BEGIN Source records
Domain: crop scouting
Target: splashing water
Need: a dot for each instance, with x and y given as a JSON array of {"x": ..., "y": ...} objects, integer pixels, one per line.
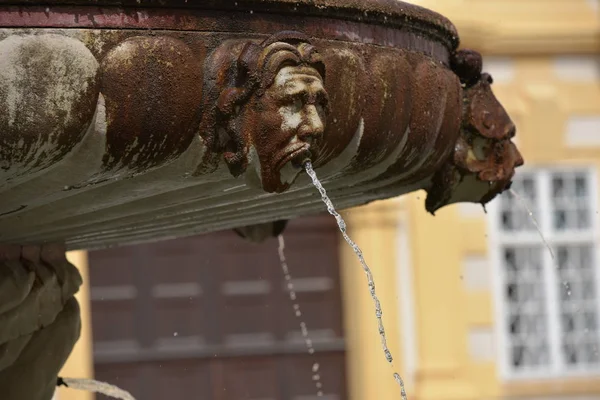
[
  {"x": 342, "y": 225},
  {"x": 524, "y": 204},
  {"x": 292, "y": 293},
  {"x": 93, "y": 386}
]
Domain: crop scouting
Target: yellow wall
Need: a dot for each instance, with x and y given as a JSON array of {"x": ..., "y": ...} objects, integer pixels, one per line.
[{"x": 530, "y": 35}]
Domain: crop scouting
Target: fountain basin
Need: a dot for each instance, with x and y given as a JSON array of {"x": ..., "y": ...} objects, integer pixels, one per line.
[{"x": 129, "y": 121}]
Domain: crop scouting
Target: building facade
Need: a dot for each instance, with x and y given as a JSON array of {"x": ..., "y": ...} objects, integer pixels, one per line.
[{"x": 476, "y": 304}]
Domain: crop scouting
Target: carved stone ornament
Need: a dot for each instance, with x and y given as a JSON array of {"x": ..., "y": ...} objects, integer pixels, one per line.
[{"x": 124, "y": 121}]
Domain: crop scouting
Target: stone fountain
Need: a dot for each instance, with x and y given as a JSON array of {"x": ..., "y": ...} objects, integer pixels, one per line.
[{"x": 127, "y": 121}]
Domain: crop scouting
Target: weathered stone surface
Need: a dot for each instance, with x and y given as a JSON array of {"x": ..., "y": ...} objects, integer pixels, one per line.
[
  {"x": 48, "y": 92},
  {"x": 197, "y": 118}
]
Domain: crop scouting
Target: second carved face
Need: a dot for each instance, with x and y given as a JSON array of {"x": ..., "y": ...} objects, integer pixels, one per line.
[{"x": 274, "y": 112}]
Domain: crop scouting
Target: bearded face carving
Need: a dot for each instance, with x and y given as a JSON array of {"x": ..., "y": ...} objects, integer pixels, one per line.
[
  {"x": 484, "y": 159},
  {"x": 271, "y": 110}
]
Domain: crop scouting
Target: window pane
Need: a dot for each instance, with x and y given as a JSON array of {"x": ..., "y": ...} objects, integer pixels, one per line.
[
  {"x": 570, "y": 201},
  {"x": 526, "y": 320},
  {"x": 513, "y": 213},
  {"x": 578, "y": 305}
]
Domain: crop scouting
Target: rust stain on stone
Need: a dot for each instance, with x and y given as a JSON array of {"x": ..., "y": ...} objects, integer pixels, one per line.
[{"x": 153, "y": 92}]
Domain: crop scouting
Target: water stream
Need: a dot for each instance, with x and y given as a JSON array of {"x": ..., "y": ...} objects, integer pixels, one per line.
[
  {"x": 94, "y": 386},
  {"x": 342, "y": 225},
  {"x": 316, "y": 376},
  {"x": 524, "y": 204}
]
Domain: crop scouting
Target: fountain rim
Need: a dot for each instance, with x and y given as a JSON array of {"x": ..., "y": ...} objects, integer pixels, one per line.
[{"x": 389, "y": 13}]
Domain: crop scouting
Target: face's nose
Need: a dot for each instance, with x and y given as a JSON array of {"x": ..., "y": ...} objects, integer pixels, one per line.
[{"x": 312, "y": 124}]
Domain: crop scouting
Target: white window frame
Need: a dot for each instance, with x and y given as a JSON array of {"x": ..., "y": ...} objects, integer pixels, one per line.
[{"x": 495, "y": 242}]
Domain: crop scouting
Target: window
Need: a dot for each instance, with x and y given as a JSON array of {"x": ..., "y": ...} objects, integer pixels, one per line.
[{"x": 548, "y": 308}]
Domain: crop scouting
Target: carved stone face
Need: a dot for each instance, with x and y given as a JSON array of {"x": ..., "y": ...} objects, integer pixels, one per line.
[{"x": 285, "y": 124}]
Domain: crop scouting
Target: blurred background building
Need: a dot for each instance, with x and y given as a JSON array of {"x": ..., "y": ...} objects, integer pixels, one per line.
[{"x": 475, "y": 306}]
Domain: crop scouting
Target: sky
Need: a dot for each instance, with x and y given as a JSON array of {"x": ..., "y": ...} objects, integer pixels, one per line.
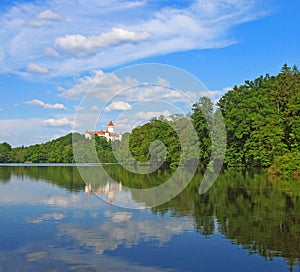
[{"x": 71, "y": 66}]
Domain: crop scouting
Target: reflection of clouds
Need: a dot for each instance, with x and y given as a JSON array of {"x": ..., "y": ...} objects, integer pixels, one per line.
[
  {"x": 46, "y": 217},
  {"x": 62, "y": 201},
  {"x": 33, "y": 256},
  {"x": 119, "y": 216},
  {"x": 122, "y": 230}
]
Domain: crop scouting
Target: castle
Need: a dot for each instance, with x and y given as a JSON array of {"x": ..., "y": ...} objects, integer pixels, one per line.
[{"x": 109, "y": 134}]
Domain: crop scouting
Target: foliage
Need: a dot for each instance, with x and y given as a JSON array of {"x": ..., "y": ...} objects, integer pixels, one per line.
[
  {"x": 262, "y": 119},
  {"x": 286, "y": 165},
  {"x": 59, "y": 151}
]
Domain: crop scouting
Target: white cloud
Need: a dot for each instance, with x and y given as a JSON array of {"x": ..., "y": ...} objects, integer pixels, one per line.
[
  {"x": 113, "y": 32},
  {"x": 80, "y": 46},
  {"x": 78, "y": 108},
  {"x": 45, "y": 18},
  {"x": 49, "y": 15},
  {"x": 50, "y": 52},
  {"x": 118, "y": 106},
  {"x": 42, "y": 104},
  {"x": 35, "y": 68},
  {"x": 151, "y": 114},
  {"x": 59, "y": 122},
  {"x": 99, "y": 85}
]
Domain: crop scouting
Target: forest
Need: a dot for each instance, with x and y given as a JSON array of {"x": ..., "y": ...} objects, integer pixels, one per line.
[{"x": 262, "y": 130}]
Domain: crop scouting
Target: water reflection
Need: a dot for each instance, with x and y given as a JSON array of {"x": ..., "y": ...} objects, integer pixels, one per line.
[{"x": 52, "y": 219}]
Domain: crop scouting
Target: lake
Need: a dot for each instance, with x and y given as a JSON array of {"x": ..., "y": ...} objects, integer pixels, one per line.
[{"x": 51, "y": 220}]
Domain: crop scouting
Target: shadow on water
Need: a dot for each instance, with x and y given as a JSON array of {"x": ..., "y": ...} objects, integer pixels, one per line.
[{"x": 259, "y": 214}]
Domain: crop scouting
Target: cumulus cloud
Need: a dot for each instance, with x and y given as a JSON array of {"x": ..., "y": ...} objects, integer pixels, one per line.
[
  {"x": 109, "y": 33},
  {"x": 151, "y": 114},
  {"x": 80, "y": 46},
  {"x": 45, "y": 18},
  {"x": 50, "y": 52},
  {"x": 42, "y": 104},
  {"x": 35, "y": 68},
  {"x": 95, "y": 108},
  {"x": 59, "y": 122},
  {"x": 118, "y": 106}
]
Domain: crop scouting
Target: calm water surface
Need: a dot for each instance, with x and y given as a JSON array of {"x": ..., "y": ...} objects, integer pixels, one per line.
[{"x": 52, "y": 221}]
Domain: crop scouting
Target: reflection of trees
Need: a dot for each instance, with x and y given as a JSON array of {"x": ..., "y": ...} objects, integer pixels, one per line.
[
  {"x": 5, "y": 174},
  {"x": 64, "y": 176},
  {"x": 261, "y": 216}
]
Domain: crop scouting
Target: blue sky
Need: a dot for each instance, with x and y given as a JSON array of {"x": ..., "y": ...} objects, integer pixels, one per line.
[{"x": 52, "y": 52}]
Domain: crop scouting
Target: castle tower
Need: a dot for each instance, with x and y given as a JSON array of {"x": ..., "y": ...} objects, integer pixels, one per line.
[{"x": 110, "y": 127}]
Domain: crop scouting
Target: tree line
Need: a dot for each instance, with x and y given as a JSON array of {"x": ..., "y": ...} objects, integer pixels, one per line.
[{"x": 262, "y": 130}]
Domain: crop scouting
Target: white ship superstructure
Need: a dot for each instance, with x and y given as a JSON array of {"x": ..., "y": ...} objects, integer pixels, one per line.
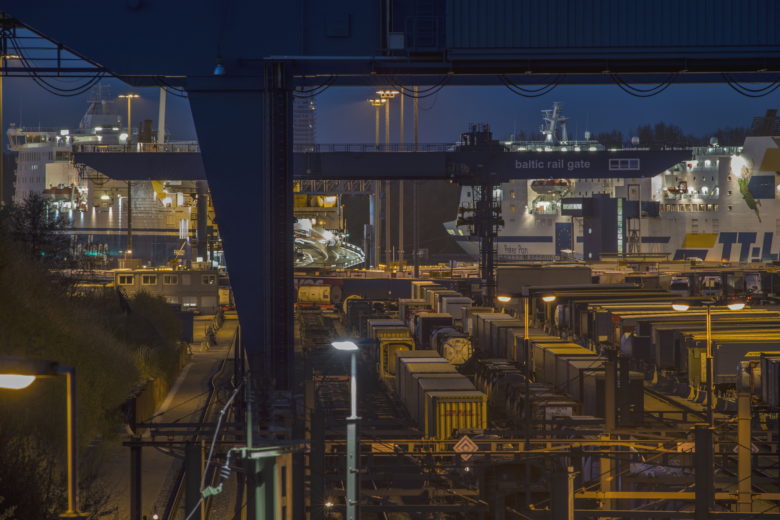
[
  {"x": 721, "y": 205},
  {"x": 94, "y": 207}
]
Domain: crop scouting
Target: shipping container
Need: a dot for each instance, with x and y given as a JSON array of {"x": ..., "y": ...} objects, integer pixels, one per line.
[
  {"x": 497, "y": 347},
  {"x": 468, "y": 318},
  {"x": 409, "y": 366},
  {"x": 455, "y": 305},
  {"x": 314, "y": 294},
  {"x": 427, "y": 323},
  {"x": 374, "y": 323},
  {"x": 452, "y": 344},
  {"x": 417, "y": 286},
  {"x": 407, "y": 305},
  {"x": 415, "y": 401},
  {"x": 481, "y": 328},
  {"x": 439, "y": 297},
  {"x": 770, "y": 381},
  {"x": 448, "y": 413},
  {"x": 389, "y": 350}
]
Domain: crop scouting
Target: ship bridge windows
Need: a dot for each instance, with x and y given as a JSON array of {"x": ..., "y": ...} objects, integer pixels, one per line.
[{"x": 149, "y": 279}]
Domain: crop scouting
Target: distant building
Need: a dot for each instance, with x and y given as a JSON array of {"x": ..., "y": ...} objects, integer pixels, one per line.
[
  {"x": 304, "y": 124},
  {"x": 191, "y": 289}
]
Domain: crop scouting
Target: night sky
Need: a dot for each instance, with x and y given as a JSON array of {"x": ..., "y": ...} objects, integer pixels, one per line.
[{"x": 345, "y": 116}]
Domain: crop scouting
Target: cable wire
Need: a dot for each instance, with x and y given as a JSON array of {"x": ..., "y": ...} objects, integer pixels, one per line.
[
  {"x": 751, "y": 92},
  {"x": 49, "y": 87},
  {"x": 531, "y": 93},
  {"x": 642, "y": 92}
]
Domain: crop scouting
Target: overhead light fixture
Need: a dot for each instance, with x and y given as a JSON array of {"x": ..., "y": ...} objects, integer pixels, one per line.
[
  {"x": 15, "y": 381},
  {"x": 344, "y": 345},
  {"x": 219, "y": 69}
]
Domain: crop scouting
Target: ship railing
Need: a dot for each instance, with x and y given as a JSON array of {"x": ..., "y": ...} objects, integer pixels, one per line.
[
  {"x": 372, "y": 147},
  {"x": 187, "y": 146}
]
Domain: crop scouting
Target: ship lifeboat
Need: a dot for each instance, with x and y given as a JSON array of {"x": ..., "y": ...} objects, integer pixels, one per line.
[{"x": 550, "y": 185}]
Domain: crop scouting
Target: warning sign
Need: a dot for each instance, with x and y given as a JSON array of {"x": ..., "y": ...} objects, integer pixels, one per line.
[{"x": 466, "y": 447}]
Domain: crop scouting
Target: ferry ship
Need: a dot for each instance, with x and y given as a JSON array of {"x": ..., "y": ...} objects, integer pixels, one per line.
[
  {"x": 164, "y": 214},
  {"x": 721, "y": 205}
]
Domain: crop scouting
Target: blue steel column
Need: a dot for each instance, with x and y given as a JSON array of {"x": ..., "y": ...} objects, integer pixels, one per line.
[{"x": 245, "y": 137}]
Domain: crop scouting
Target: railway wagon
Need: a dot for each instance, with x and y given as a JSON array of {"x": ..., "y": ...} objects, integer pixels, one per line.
END Source records
Activity: Give the count of lines in the data above holding the word "fountain", and nothing beyond it.

Task result: 3